-------- TASK INPUTS --------
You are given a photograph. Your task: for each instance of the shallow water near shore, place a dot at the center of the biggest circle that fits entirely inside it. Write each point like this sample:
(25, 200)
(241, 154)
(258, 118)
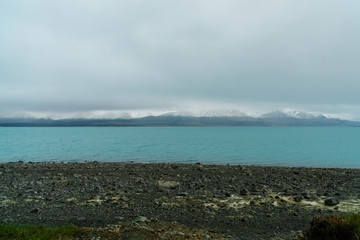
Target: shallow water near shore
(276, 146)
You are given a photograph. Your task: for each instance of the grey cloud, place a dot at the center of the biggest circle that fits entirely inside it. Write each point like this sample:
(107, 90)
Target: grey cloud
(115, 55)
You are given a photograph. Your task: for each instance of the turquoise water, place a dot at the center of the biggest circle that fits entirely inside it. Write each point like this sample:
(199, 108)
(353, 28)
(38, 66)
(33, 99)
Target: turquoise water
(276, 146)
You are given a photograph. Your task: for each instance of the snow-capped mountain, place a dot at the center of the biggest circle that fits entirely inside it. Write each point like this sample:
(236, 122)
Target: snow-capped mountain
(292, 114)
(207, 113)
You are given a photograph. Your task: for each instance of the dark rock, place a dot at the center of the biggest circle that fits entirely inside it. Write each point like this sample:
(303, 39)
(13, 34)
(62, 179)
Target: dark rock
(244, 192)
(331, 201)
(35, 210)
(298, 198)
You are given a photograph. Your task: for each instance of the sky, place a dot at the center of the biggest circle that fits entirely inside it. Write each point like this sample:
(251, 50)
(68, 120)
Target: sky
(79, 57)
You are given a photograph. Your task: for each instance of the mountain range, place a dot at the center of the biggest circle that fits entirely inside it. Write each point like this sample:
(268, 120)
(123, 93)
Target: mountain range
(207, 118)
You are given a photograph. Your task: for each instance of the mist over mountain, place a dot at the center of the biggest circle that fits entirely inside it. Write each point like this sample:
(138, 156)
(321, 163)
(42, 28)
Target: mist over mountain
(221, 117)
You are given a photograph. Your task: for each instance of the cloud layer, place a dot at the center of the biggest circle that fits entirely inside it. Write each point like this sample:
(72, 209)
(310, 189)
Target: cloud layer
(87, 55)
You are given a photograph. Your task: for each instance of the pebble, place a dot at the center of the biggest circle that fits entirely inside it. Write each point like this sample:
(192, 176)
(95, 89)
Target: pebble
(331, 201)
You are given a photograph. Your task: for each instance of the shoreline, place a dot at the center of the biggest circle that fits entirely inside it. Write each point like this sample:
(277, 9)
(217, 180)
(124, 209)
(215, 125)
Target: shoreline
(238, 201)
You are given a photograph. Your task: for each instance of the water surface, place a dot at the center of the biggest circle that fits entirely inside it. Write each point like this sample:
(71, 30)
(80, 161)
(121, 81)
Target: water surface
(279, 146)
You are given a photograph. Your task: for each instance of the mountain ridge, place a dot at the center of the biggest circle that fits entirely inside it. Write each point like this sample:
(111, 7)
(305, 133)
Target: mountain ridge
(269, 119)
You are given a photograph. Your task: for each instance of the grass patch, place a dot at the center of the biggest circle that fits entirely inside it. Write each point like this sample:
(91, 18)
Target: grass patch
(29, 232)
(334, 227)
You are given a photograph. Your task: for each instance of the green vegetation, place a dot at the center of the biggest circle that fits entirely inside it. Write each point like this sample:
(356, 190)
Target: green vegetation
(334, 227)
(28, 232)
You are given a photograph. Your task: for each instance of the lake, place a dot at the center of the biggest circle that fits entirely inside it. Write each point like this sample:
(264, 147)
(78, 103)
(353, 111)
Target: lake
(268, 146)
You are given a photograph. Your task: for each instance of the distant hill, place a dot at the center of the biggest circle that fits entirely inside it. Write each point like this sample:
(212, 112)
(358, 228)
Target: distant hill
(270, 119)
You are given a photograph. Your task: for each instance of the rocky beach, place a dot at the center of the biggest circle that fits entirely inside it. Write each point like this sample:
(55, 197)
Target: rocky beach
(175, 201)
--------
-------- TASK INPUTS --------
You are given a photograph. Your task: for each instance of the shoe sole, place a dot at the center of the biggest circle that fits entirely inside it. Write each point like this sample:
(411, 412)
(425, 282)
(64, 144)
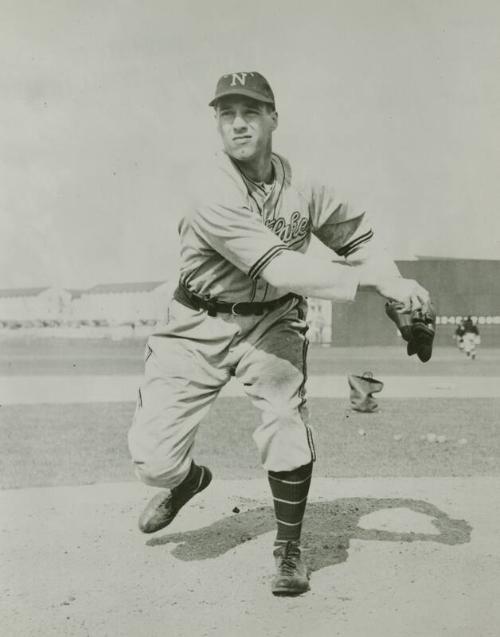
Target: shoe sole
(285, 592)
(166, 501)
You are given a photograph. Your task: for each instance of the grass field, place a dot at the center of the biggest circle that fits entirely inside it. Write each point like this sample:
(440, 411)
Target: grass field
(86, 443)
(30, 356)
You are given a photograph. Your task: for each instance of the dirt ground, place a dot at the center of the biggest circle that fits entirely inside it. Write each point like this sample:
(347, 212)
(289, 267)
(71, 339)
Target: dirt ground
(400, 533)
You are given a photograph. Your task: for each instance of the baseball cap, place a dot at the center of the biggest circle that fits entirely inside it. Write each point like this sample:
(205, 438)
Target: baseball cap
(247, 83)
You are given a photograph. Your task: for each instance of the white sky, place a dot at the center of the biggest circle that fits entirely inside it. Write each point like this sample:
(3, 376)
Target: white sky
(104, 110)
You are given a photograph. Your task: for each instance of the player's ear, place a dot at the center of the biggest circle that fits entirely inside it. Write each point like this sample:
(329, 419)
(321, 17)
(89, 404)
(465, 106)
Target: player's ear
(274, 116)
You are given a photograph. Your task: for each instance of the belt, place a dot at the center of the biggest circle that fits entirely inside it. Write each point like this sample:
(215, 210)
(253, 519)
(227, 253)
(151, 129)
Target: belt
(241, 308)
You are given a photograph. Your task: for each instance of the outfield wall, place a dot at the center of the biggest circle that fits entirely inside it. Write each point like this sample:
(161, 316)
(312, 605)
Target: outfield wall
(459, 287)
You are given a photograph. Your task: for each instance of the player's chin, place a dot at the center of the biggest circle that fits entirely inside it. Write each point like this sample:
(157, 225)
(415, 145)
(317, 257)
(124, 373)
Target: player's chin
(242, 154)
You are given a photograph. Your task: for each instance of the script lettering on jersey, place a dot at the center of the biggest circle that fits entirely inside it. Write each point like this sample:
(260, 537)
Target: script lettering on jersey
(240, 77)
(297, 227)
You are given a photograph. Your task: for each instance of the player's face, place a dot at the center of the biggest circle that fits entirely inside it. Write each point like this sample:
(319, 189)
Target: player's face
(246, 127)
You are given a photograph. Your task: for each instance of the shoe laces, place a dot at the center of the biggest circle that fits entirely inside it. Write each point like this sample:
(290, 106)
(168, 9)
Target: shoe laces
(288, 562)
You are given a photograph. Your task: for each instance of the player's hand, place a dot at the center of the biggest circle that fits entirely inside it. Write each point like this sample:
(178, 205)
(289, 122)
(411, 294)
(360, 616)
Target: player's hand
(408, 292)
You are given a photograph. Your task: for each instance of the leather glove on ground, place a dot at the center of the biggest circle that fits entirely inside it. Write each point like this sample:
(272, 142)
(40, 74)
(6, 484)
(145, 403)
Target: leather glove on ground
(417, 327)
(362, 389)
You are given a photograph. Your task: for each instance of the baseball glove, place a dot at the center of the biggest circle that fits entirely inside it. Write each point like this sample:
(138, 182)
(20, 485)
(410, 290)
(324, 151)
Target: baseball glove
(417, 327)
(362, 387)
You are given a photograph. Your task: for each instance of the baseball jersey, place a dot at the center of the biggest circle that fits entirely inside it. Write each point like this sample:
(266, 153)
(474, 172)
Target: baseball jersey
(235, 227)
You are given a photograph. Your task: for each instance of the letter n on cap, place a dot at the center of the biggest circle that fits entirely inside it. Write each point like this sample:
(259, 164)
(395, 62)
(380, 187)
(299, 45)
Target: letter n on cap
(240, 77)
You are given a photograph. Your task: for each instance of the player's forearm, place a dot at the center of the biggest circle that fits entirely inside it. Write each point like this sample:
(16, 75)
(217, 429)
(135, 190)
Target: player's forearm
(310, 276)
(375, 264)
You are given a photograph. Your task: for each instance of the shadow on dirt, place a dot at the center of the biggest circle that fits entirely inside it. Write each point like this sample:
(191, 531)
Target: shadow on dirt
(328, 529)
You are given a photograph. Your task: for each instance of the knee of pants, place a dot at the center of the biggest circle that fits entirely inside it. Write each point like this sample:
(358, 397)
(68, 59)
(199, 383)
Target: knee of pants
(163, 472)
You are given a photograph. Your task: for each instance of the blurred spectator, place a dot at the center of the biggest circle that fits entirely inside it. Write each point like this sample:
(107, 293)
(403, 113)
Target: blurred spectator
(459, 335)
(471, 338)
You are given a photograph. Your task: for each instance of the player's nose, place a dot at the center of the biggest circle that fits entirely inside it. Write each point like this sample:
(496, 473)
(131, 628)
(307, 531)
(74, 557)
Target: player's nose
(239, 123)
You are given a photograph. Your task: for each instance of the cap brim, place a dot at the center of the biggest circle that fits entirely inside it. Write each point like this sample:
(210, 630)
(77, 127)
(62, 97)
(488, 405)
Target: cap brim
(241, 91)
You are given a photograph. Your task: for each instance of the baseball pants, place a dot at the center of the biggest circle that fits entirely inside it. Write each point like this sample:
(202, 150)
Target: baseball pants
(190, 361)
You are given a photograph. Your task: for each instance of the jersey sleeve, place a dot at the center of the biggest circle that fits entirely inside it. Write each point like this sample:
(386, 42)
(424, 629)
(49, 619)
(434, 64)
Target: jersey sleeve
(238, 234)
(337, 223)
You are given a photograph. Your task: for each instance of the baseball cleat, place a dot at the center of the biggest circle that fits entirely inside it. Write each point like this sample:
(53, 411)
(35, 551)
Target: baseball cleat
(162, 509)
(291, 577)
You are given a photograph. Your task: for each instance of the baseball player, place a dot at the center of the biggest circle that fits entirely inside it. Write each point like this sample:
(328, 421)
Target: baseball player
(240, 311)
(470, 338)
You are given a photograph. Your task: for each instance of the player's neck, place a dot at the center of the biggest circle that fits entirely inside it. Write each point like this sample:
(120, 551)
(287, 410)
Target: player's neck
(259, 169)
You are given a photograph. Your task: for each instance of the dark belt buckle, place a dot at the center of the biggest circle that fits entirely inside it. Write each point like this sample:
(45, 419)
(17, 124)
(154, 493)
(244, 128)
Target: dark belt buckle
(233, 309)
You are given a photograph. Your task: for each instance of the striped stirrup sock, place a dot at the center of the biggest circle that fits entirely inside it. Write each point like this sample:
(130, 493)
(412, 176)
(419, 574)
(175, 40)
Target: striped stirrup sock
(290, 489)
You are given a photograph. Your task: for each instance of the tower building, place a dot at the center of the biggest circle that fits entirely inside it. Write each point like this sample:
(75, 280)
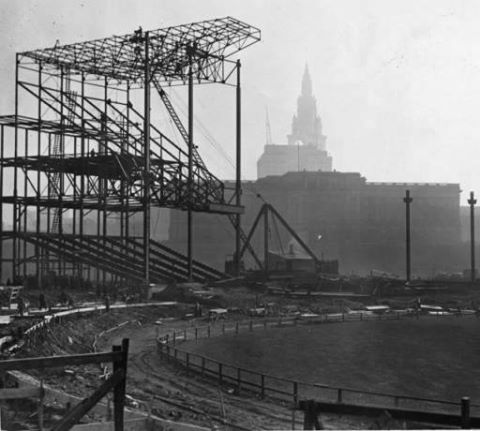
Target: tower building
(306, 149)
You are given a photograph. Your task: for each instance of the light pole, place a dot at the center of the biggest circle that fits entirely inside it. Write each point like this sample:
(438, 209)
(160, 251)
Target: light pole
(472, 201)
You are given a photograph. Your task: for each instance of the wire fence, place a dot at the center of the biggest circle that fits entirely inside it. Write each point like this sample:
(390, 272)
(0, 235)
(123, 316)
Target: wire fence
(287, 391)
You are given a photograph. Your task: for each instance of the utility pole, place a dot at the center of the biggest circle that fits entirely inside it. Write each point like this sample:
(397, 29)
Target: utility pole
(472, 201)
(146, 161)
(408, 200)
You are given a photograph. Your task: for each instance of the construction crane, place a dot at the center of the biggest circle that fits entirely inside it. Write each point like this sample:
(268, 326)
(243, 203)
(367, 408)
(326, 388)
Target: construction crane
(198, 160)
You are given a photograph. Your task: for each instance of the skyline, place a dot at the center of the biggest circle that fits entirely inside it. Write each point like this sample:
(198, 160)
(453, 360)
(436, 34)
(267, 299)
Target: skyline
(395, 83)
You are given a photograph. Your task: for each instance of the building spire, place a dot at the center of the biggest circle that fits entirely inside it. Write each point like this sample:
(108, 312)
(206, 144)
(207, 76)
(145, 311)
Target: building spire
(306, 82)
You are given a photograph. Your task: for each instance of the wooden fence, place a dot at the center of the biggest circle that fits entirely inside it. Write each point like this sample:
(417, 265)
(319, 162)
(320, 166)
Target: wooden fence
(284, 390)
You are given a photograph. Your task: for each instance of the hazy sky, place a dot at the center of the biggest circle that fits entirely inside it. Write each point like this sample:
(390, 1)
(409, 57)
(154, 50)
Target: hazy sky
--------
**TASK DIRECTIONS:** Please show each line in the records above that contains "hazy".

**EXPECTED OUTPUT:**
You are given a photograph. Your task: for each instance of the hazy sky, place a dot at the center of the biggest circle that fits entirely inside it. Write each point like this sample:
Target: hazy sky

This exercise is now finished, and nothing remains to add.